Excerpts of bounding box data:
— start —
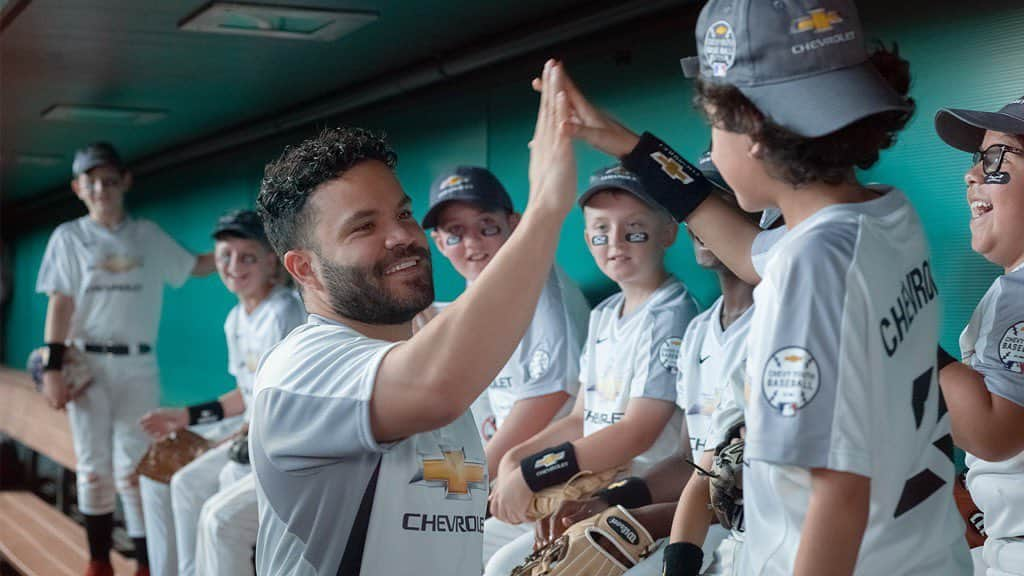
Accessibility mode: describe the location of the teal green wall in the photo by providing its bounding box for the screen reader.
[4,2,1024,405]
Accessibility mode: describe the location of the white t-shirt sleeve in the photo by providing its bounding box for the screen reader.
[145,221,197,288]
[36,225,82,297]
[630,307,696,404]
[746,229,871,477]
[253,336,395,472]
[972,275,1024,406]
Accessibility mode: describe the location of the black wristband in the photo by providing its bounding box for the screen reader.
[594,476,654,508]
[938,346,958,372]
[662,542,703,576]
[519,442,580,492]
[188,400,224,426]
[43,342,68,372]
[623,132,712,222]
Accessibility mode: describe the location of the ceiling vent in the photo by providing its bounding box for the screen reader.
[42,104,167,126]
[178,2,379,42]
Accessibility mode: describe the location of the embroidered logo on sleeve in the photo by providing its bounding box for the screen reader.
[527,349,551,380]
[761,346,820,416]
[657,336,683,374]
[999,321,1024,374]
— end —
● GOAL: Format the listing as a two-column CSV with the headers instruction and response, starting with the line that contains "Accessibility mode: describe the location of the embroidered" and going on through the end of the listing. Give one row for each instruction with its answer, put each in a single quoted field, and turn any line breaks into spaces.

● RESPONSE FOR THIS EXERCISE:
instruction,response
"Accessibility mode: describe the location of the embroidered logo on sleeve in the photo by providing its bounding box for the screen reader.","[527,349,551,380] [761,346,820,416] [657,336,683,374] [999,321,1024,374]"